§ THINGS TO DO
A) Answer these questions from the optical filter claims, one answer per line:
(i) In claim 4, what transmittance does the near infrared shield layer have in the range of from about 800 nm to about 1200 nm?
(ii) In claim 6, what may the electromagnetic wave shield layer include?
(iii) In claim 9, what compound may the selective absorption layer include?
B) Write out the stretch of the optical filter claims from "a selective absorption" through "infrared shield layer.", word for word.

§ EXTRACT
════════
Exemplary embodiments of the present invention have been disclosed herein, and although specific terms are employed, they are used and are to be interpreted in a generic and descriptive sense only and not for purpose of limitation. Accordingly, it will be understood by those of ordinary skill in the art that various changes in form and details may be made without departing from the spirit and scope of the present invention as set forth in the following claims.

Claims

1. An optical filter, comprising:

a substrate; and

a selective absorption layer having a maximum transmittance of about 50% or less in a wavelength range of from about 450 nm to about 680 nm, wherein a difference between a maximum transmittance and a minimum transmittance at about 450 nm, about 530 nm, and about 630 nm is about 10% or less.

2. The optical filter as claimed in claim 1, wherein a difference between a maximum transmittance and a minimum transmittance in a wavelength range of from about 450 nm to about 680 nm is about 10% or greater.

3. The optical filter as claimed in claim 1, further comprising a near infrared shield layer.

4. The optical filter as claimed in claim 3, wherein the near infrared shield layer has a transmittance of about 30% or less in a range of from about 800 nm to about 1200 nm.

5. The optical filter as claimed in claim 1, further comprising an electromagnetic wave shield layer.

6. The optical filter as claimed in claim 5, wherein the electromagnetic wave shield layer includes a fiber mesh, a metal mesh, or a conductive layer.

7. The optical filter as claimed in claim 1, further comprising an anti-reflection layer.

8. The optical filter as claimed in claim 7, wherein the anti-reflection layer is a single layer or a multi-layer including tin oxide (TiO2), silicon dioxide (SiO2), yttrium oxide (Y2O3), magnesium fluoride (MgF2), aluminum-sodium-fluoride (Na3AlF6), aluminum oxide (Al2O3), bismuth oxide (Bi2O3), gadolinium oxide (Gd2O3), lanthanum fluoride (LaF3), lead (II) telluride PbTe, antimony oxide (Sb2O3), silicon oxide (SiO), silicon nitride (SiNx), tantalum oxide (Ta2O5), zinc sulfide (ZnS), zinc selenide (ZnSe), zirconium oxide (ZrO2), or a combination thereof.

9. The optical filter as claimed in claim 1, wherein the selective absorption layer includes a tetraazaporphyrin compound.
════════
§ GIVEN ENTRIES

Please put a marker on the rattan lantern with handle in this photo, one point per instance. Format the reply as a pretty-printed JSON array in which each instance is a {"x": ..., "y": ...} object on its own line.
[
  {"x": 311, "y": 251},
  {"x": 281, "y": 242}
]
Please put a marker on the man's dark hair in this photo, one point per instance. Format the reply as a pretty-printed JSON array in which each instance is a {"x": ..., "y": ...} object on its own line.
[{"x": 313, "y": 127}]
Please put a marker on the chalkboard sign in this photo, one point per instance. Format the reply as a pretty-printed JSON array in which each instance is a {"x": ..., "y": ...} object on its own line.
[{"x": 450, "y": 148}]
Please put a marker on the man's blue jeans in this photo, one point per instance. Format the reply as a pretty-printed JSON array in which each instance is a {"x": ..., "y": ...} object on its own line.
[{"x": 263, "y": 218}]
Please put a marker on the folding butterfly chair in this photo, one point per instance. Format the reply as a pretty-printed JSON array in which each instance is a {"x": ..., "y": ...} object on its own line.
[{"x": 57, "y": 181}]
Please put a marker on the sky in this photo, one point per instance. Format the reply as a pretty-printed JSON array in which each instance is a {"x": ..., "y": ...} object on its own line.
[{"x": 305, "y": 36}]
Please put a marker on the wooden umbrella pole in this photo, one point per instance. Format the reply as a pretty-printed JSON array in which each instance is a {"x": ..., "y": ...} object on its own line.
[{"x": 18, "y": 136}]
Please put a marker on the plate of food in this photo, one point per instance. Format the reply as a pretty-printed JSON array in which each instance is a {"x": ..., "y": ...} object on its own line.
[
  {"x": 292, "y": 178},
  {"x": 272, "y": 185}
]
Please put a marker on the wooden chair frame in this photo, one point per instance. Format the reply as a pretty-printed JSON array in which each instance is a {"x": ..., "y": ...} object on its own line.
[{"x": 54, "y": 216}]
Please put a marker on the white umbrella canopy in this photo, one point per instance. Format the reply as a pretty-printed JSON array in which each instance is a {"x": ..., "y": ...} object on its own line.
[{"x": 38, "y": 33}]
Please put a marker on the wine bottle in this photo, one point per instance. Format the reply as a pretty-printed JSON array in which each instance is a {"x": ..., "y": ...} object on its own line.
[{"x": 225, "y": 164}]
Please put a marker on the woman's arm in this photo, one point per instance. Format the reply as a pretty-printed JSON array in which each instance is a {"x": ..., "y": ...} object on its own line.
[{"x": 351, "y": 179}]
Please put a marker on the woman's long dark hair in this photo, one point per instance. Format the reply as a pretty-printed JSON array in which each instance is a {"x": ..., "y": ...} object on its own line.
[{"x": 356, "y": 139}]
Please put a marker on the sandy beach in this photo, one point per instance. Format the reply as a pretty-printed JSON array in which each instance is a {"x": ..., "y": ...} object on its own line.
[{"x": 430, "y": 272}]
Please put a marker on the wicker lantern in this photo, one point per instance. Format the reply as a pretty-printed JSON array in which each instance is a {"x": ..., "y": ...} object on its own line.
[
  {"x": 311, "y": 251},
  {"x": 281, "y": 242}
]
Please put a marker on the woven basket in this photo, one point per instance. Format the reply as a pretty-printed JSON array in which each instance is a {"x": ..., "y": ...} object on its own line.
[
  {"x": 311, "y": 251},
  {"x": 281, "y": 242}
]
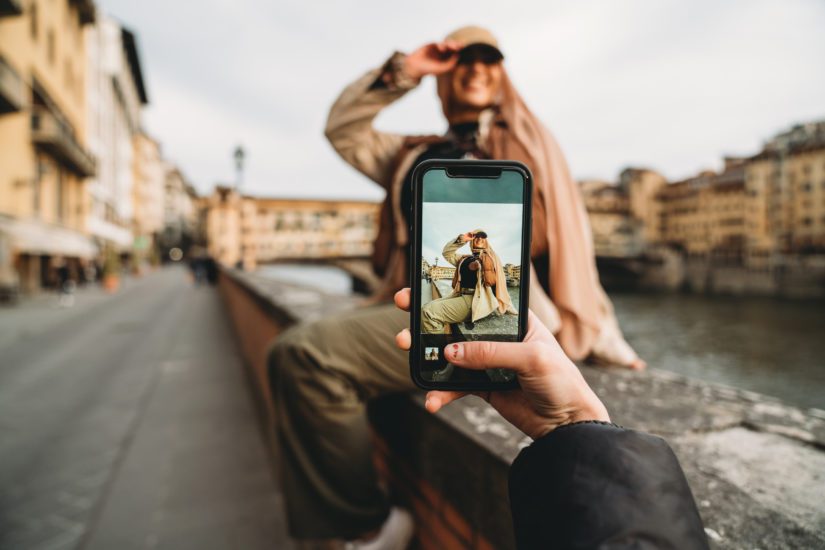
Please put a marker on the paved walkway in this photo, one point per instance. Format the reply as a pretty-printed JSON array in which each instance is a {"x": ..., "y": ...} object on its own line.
[{"x": 126, "y": 422}]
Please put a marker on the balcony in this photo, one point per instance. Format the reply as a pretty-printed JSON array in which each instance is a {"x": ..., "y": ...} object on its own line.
[
  {"x": 10, "y": 7},
  {"x": 55, "y": 136},
  {"x": 12, "y": 93}
]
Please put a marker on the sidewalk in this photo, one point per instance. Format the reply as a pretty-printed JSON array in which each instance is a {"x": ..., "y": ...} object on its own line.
[{"x": 127, "y": 422}]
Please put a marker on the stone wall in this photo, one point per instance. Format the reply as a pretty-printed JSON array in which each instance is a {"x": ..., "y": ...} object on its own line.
[{"x": 755, "y": 464}]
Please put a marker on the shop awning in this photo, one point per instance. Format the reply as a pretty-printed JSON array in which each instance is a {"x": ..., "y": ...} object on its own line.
[{"x": 35, "y": 237}]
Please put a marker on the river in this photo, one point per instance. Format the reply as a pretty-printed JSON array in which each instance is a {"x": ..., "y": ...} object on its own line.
[{"x": 774, "y": 347}]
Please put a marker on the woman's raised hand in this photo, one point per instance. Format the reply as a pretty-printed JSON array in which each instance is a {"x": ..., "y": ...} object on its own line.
[{"x": 435, "y": 58}]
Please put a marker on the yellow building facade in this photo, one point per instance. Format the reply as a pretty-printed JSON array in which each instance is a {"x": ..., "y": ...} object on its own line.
[
  {"x": 44, "y": 161},
  {"x": 247, "y": 231}
]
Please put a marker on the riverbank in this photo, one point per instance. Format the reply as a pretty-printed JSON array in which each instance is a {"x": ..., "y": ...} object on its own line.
[
  {"x": 754, "y": 463},
  {"x": 791, "y": 277}
]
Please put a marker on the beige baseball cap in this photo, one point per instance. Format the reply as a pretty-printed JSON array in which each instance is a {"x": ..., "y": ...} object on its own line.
[{"x": 473, "y": 35}]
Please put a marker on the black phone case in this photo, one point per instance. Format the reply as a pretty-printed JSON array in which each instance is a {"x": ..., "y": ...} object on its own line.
[{"x": 467, "y": 168}]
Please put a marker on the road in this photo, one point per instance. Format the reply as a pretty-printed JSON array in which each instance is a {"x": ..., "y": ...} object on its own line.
[{"x": 126, "y": 421}]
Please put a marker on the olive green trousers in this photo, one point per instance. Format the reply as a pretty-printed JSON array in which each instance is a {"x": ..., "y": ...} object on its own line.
[
  {"x": 321, "y": 375},
  {"x": 443, "y": 311}
]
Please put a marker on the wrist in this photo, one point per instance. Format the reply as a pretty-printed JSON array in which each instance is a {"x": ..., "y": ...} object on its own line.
[{"x": 593, "y": 409}]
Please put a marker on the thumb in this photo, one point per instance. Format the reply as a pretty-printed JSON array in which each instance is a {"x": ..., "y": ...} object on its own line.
[{"x": 517, "y": 356}]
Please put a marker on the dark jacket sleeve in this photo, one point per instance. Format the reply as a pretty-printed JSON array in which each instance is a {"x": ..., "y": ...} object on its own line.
[{"x": 596, "y": 485}]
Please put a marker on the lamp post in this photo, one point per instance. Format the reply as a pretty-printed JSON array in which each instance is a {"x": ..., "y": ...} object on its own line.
[{"x": 239, "y": 155}]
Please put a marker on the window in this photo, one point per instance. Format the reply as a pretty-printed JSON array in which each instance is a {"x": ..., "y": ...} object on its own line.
[
  {"x": 60, "y": 202},
  {"x": 51, "y": 46}
]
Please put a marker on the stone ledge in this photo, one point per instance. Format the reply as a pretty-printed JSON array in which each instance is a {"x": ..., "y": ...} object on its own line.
[{"x": 727, "y": 441}]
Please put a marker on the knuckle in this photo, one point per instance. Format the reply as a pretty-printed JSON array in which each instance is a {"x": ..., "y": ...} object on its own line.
[{"x": 483, "y": 352}]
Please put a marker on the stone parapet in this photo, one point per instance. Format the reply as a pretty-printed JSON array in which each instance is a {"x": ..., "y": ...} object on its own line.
[{"x": 756, "y": 466}]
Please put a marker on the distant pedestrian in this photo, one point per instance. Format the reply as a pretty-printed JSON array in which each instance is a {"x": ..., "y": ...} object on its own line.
[{"x": 65, "y": 285}]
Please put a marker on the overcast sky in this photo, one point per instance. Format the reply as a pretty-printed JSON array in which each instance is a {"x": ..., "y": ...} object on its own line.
[
  {"x": 444, "y": 221},
  {"x": 668, "y": 85}
]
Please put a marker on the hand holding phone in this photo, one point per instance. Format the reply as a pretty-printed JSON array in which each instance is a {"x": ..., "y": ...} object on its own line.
[
  {"x": 468, "y": 285},
  {"x": 553, "y": 392}
]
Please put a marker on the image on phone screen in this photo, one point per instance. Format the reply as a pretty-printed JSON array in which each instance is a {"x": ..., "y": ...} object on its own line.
[{"x": 470, "y": 278}]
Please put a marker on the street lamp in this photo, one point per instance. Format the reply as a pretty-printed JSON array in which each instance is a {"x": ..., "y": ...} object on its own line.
[{"x": 239, "y": 155}]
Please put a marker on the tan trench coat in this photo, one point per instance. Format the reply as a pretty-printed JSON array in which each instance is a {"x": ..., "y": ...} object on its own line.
[{"x": 386, "y": 158}]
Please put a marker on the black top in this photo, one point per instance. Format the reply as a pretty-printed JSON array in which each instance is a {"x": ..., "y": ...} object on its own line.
[
  {"x": 596, "y": 485},
  {"x": 467, "y": 277}
]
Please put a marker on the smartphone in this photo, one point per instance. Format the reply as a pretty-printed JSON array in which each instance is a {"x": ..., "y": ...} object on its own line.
[{"x": 470, "y": 266}]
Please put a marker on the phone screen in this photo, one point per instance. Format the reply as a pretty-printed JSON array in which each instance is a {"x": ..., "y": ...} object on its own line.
[{"x": 472, "y": 264}]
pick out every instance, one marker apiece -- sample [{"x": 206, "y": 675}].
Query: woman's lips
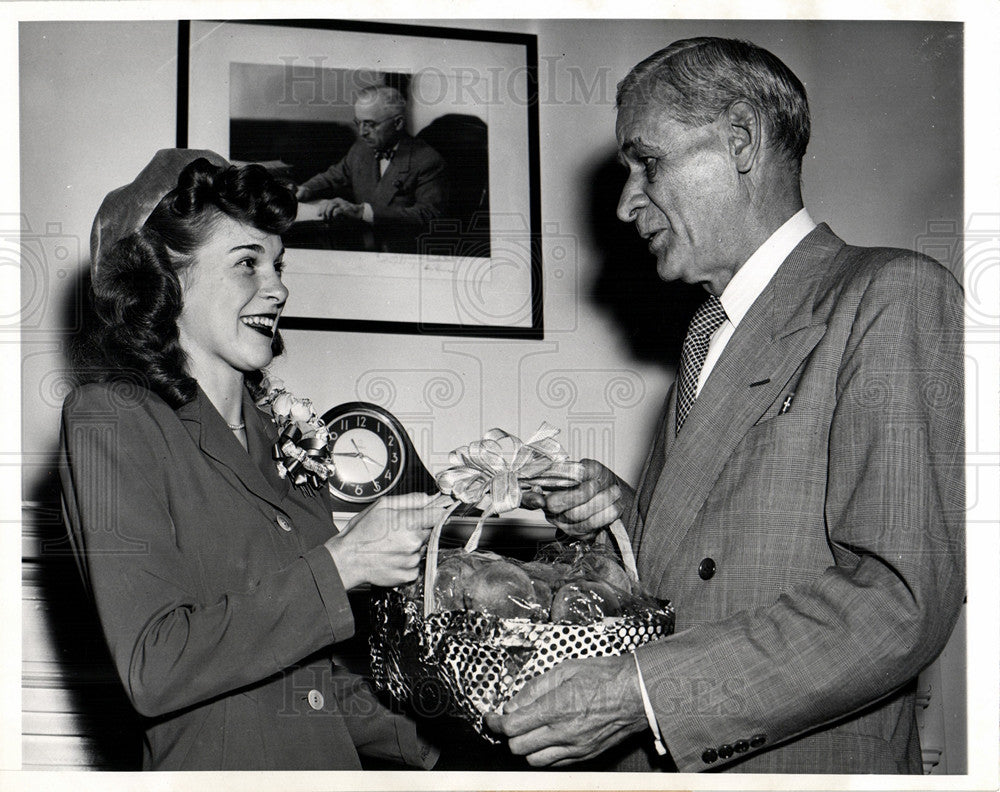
════════
§ OUTPUTS IN ORDER
A)
(i) About 30% or less.
(ii) A fiber mesh, a metal mesh, or a conductive layer.
(iii) A tetraazaporphyrin compound.

B)
a selective absorption layer having a maximum transmittance of about 50% or less in a wavelength range of from about 450 nm to about 680 nm, wherein a difference between a maximum transmittance and a minimum transmittance at about 450 nm, about 530 nm, and about 630 nm is about 10% or less.

2. The optical filter as claimed in claim 1, wherein a difference between a maximum transmittance and a minimum transmittance in a wavelength range of from about 450 nm to about 680 nm is about 10% or greater.

3. The optical filter as claimed in claim 1, further comprising a near infrared shield layer.